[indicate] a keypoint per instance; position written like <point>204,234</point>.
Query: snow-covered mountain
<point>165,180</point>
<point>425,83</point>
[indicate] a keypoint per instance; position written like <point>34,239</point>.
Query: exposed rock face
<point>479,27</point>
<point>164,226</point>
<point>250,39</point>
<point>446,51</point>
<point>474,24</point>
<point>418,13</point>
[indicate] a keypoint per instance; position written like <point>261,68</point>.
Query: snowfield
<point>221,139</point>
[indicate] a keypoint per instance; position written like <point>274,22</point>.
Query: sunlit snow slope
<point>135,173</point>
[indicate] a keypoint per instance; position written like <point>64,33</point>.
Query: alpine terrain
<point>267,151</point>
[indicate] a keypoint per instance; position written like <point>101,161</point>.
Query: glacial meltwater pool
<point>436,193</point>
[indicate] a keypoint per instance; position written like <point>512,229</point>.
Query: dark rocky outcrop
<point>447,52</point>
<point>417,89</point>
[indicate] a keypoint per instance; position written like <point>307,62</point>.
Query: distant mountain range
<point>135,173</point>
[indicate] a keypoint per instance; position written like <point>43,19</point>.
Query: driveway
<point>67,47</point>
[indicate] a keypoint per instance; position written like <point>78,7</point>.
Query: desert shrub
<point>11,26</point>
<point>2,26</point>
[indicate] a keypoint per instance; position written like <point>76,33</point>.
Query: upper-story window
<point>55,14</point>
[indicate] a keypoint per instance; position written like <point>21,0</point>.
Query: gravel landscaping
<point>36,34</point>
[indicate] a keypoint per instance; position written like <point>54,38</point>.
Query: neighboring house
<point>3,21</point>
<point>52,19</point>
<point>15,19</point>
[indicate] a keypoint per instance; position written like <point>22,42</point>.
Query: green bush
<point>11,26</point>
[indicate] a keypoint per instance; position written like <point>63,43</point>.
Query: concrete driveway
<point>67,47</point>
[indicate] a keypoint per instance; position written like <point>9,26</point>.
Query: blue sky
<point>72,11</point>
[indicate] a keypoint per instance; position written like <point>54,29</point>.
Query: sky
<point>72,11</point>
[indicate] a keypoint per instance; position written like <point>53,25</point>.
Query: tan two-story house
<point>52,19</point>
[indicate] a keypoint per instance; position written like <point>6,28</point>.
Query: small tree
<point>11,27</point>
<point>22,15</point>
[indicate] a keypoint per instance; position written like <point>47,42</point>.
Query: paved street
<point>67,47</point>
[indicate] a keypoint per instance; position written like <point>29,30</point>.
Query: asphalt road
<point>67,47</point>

☆ ☆ ☆ ☆ ☆ ☆ ☆

| Prompt |
Rewrite the part of the material that opens with the line containing "written like <point>274,22</point>." and closes with the line containing "<point>267,151</point>", swapping "alpine terrain" for "mountain terrain" and keeping everything else the same.

| Solution to this problem |
[indicate] a keypoint per instance; position written like <point>274,22</point>.
Query: sunlit snow slope
<point>135,173</point>
[indicate] a keypoint per instance; position written like <point>64,33</point>.
Query: mountain terrain
<point>267,151</point>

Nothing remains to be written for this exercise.